■ PAGE:
----
In Evidenza Alessandro Torcoli

I’m called G, as in Gravner

I’m called G, as in Gravner

G as in Gravner, which means grey or stone, depending on the etymology. In fact, (grey) stones are one of Joško’s passions and are found dotted around the vineyards and courtyards of the house-cum-winery. We could also say “G as in Gialla”, given that Ribolla will be the basis of our story. “Talking of the etymology of ‘grau-grey’, some Slovenians insist that our family’s name is pronounced “Grauner: but that’s madness, we are Gravners, with a v,” Mateja, one of his three daughters, clarifies. And the objection isn’t just raised by Dannunzian Irredentists: here, the family’s vineyards are divided between the Italian Collio and the Slovenian Brda.

Between Collio and Brda, a border country

The Gravners receive us in Hum, in Slovenian Brda, on a hot September day. The country architecture of Joško’s maternal grandmother’s house has been restored while maintaining the flavour of the place. Bunches of Pignolo hang before us and will have to wait a while longer before being picked. “We won’t be starting the harvest until October,” Joško explains.

I banned chemicals from the vineyard!
----
■ DATA SHOWN:
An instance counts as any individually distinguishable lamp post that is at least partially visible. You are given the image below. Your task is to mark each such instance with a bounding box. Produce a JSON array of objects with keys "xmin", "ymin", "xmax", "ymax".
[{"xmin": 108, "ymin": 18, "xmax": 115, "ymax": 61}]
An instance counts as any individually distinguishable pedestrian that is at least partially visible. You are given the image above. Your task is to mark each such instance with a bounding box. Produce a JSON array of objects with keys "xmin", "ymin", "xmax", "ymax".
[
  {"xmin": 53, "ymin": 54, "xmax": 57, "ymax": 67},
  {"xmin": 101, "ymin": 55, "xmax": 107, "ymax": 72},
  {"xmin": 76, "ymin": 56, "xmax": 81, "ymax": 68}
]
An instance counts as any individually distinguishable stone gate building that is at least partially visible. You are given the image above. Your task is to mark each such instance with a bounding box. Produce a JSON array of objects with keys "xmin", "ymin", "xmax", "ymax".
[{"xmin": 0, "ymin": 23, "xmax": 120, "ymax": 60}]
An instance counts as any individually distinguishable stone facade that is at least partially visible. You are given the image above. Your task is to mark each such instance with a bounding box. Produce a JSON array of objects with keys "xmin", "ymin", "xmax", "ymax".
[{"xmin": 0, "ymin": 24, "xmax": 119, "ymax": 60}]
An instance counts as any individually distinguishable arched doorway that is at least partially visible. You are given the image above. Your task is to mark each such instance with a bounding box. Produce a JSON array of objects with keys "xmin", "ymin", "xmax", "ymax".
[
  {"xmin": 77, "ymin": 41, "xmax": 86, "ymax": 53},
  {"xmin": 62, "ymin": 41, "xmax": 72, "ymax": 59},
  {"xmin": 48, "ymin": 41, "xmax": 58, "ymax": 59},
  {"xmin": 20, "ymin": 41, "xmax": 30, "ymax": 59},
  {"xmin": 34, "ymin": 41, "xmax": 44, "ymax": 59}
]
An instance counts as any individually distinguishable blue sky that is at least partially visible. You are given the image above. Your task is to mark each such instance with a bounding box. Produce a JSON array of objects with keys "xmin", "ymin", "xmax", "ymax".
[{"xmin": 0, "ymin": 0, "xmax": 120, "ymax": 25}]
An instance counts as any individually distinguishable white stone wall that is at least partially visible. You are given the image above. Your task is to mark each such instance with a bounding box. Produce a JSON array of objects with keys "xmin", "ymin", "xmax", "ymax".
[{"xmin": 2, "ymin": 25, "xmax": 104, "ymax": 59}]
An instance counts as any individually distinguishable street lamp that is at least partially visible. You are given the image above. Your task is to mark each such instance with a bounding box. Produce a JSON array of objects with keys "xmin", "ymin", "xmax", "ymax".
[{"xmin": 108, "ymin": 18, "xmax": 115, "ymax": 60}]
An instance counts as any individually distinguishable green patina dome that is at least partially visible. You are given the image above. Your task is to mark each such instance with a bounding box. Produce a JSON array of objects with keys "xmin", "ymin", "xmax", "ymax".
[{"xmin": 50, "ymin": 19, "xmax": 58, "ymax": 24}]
----
■ PROBLEM REQUIREMENTS:
In the article on the Gravner family, where do the Gravners receive the visitors?

■ PROBLEM SOLUTION:
In Hum, in Slovenian Brda.